*Problem*: In the data below, how many lines contain the string "steel", matching case exactly? Reply with the number alone.

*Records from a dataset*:
▬▬▬▬▬▬▬▬▬▬

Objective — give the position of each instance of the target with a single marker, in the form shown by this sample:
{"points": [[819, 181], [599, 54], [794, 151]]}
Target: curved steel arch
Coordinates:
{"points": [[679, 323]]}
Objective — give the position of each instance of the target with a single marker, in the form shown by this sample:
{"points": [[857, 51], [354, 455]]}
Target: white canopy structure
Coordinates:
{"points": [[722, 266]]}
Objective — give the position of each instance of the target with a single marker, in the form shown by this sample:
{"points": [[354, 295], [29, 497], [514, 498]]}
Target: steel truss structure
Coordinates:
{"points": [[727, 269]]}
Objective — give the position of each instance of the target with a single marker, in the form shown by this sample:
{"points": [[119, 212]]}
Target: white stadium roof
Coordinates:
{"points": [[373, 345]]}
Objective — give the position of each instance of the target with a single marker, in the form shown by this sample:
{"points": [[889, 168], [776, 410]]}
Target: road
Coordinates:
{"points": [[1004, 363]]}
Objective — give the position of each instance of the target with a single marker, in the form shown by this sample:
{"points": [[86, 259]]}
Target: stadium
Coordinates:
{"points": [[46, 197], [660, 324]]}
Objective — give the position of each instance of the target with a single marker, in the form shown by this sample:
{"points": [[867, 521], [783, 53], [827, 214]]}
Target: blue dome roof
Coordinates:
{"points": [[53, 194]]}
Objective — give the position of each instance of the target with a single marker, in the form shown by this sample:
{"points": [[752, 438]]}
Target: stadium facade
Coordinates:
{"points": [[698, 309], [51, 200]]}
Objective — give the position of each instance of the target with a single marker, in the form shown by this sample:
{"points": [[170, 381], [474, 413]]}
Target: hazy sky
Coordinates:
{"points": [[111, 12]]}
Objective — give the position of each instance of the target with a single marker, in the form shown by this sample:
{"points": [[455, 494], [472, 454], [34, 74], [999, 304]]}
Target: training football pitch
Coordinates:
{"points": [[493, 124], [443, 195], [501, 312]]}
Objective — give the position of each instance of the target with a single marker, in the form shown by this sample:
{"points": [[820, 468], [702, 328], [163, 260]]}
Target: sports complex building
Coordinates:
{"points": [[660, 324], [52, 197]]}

▬▬▬▬▬▬▬▬▬▬

*In response*: 2